WHAT THE TASK ASKS: Below are records; reproduce exactly the lines from the one containing "Where can the vertical" through the end, both included, and only those.

— START OF GIVEN RECORDS —

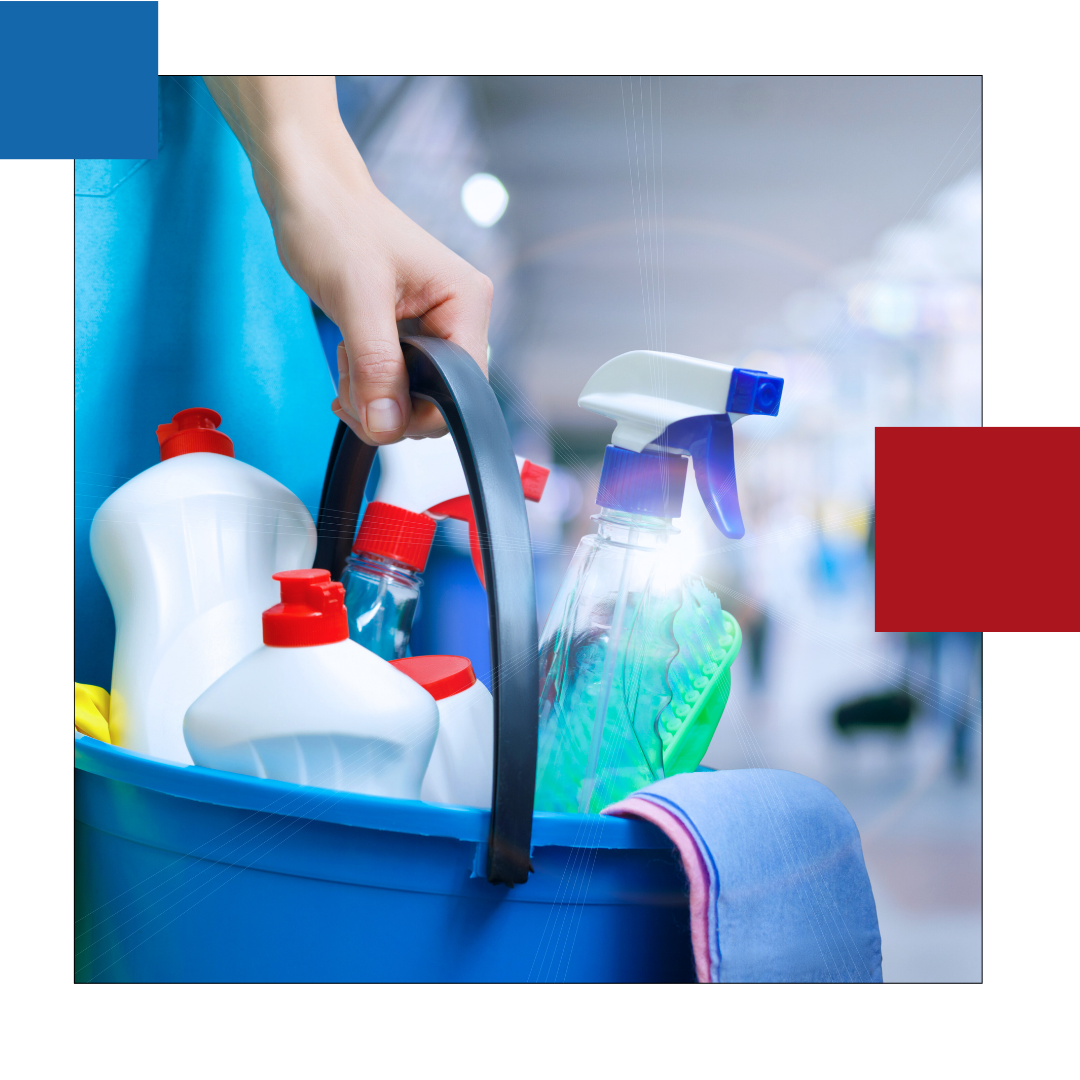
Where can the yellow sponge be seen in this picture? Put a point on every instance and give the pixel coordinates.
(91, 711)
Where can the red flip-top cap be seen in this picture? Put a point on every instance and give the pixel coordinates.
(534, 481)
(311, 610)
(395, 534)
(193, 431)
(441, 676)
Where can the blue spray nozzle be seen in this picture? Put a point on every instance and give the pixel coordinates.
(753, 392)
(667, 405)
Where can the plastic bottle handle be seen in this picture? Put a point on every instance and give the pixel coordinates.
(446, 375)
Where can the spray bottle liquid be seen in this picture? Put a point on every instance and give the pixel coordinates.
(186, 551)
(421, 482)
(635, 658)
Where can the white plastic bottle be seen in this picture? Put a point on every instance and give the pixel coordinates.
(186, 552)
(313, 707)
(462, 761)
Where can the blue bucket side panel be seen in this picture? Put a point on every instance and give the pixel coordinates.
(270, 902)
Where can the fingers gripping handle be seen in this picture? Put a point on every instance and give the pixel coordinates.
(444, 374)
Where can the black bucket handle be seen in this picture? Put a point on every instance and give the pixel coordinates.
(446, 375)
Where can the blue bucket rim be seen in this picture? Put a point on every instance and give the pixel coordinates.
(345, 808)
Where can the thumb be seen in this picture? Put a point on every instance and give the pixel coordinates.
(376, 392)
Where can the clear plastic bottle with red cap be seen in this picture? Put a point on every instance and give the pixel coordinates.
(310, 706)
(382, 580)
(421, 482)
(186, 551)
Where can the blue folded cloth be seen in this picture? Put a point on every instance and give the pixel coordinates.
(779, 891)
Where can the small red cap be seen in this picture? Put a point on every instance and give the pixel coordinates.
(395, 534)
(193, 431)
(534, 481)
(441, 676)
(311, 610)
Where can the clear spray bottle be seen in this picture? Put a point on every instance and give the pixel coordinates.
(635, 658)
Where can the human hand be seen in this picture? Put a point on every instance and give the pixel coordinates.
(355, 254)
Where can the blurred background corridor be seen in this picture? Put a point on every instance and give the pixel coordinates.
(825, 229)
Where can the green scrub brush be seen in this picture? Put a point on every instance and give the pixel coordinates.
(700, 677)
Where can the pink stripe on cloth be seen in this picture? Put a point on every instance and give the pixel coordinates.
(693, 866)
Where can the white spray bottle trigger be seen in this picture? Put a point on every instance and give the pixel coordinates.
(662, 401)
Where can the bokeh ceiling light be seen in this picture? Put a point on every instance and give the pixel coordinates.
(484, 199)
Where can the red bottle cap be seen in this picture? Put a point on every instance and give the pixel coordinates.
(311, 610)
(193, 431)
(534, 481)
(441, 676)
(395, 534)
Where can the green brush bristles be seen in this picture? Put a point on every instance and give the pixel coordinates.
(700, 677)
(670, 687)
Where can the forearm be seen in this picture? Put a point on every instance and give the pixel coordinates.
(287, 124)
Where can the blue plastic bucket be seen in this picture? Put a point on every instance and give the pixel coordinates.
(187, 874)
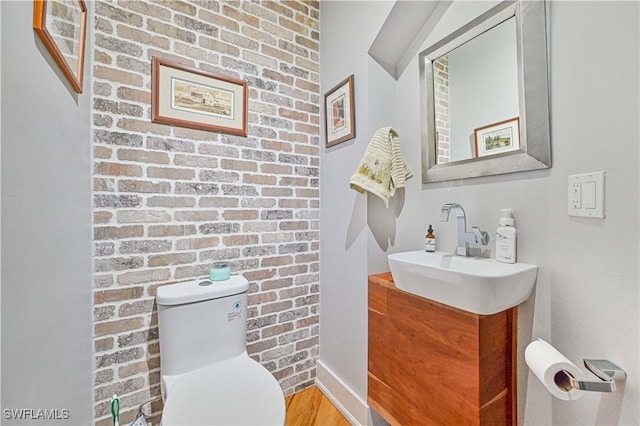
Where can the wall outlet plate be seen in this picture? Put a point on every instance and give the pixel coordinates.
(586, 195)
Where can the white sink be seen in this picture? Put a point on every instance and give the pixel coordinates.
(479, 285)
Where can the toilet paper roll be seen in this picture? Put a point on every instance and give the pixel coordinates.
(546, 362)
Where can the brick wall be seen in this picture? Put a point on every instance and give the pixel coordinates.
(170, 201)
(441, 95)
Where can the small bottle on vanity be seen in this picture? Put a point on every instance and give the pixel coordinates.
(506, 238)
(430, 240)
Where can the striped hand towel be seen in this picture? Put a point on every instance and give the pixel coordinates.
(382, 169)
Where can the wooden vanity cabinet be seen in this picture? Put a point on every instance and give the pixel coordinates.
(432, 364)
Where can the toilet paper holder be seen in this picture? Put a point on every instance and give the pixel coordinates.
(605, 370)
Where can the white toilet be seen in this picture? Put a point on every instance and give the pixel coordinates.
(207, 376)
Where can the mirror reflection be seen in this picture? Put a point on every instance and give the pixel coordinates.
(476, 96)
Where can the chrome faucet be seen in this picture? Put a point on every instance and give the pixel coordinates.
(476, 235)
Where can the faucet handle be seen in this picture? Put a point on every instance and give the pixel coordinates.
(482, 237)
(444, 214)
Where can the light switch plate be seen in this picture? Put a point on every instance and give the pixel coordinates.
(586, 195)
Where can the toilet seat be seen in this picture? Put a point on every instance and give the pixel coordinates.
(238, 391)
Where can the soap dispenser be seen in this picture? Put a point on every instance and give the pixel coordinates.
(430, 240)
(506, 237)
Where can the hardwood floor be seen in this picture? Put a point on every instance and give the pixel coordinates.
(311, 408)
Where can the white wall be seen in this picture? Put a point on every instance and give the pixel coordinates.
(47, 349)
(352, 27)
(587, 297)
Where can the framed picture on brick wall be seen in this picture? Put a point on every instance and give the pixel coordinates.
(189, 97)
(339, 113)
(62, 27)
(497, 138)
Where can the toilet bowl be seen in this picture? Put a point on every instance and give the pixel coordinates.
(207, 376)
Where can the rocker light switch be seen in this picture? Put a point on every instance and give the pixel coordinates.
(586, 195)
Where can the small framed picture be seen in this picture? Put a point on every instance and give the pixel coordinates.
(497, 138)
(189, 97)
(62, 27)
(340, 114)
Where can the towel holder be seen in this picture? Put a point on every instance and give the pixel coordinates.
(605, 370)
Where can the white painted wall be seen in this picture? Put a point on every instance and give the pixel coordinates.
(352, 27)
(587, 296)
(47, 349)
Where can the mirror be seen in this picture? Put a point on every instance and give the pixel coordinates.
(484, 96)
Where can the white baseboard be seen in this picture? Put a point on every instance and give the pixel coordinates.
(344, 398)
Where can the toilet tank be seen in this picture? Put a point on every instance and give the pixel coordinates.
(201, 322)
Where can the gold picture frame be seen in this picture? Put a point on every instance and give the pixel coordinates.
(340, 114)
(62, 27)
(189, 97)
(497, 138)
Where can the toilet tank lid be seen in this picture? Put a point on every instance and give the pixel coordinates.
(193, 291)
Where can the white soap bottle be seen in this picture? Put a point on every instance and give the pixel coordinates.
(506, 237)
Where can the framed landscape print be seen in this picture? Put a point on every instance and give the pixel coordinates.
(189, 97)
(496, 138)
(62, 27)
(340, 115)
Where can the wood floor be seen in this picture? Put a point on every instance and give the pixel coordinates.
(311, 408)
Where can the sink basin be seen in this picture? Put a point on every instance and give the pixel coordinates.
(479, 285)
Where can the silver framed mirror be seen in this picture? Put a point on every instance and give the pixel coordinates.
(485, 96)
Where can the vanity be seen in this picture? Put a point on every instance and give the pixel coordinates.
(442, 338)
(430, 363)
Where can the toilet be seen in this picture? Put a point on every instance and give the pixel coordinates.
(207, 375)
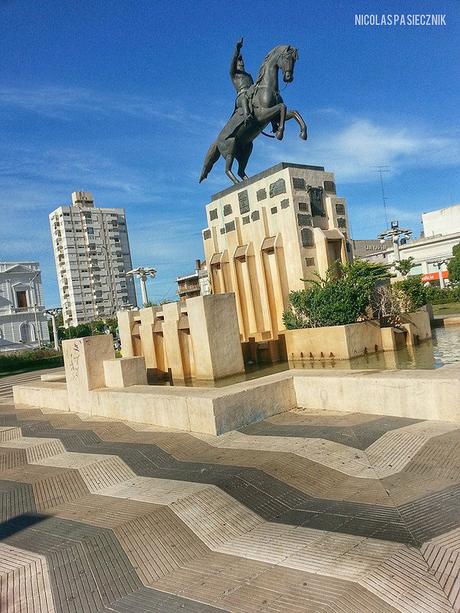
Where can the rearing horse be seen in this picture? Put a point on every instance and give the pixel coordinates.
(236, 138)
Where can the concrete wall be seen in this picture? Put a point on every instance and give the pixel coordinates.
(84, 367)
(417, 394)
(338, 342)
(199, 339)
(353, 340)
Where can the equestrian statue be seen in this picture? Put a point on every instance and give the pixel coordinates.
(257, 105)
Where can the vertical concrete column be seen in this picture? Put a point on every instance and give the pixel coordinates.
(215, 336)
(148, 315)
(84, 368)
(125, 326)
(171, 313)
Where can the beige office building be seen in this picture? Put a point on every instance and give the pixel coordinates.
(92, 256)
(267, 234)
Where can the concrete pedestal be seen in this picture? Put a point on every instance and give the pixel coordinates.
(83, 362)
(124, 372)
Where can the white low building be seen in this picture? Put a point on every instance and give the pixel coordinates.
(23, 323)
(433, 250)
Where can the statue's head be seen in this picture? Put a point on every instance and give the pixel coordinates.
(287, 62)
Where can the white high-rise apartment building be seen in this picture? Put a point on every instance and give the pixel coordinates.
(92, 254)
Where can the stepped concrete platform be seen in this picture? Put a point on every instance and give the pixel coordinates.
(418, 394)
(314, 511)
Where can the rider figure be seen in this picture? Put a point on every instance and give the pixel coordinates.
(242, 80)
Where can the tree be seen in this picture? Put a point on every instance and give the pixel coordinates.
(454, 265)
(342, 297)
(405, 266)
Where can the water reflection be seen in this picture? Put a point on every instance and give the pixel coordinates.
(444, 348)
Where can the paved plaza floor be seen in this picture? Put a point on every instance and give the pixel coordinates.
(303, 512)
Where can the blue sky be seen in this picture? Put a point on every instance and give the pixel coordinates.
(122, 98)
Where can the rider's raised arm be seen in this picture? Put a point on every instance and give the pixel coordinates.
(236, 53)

— END OF GIVEN RECORDS —

FINAL RESULT:
Where can the vertical concrete column be seen in this picture? Put a point on every instance and give the pixel coordinates.
(215, 336)
(148, 315)
(84, 368)
(125, 326)
(171, 313)
Where can the beige office building be seen in this picture? Put a point on every instance and give the pixel coordinates.
(92, 256)
(267, 234)
Where can the concrete pedestal be seen in this picture? Put a point on every instance and give the pixel coordinates.
(83, 362)
(124, 372)
Where can the white low building be seen in this picture? Put a point on every instance and give the pixel coordinates.
(23, 323)
(433, 250)
Where can the statue's head be seen in this picture? Put a point on every instance and give the pixel coordinates.
(287, 62)
Where can the white high-rise apartment building be seen in this picture? Put a point on every instance and give the pixel coordinates.
(92, 254)
Where can the stepped concrete platform be seen in this picture? Put a point on every instance and give the pixel coordinates.
(418, 394)
(314, 511)
Where can the rider figure be seen in this picture? Put a point on every instance and give the pixel coordinates.
(242, 80)
Where can the tree be seen in this picture? Put a point on every instance and give the pixel coordinates.
(454, 265)
(342, 297)
(405, 266)
Where can the water reflection be seen in this picture? Put a point on every instance and give the pixel coordinates.
(444, 348)
Where can the paved plaza floor be seen in this picture? Put a point on every instance and give the pixel coordinates.
(303, 512)
Where can the blue sky be seen in this picture? Put a point on every instance and give the pixel coordinates.
(122, 98)
Where can the rider's raised arm be seen in this picture? Put a point on every instance and give the pixel coordinates.
(236, 53)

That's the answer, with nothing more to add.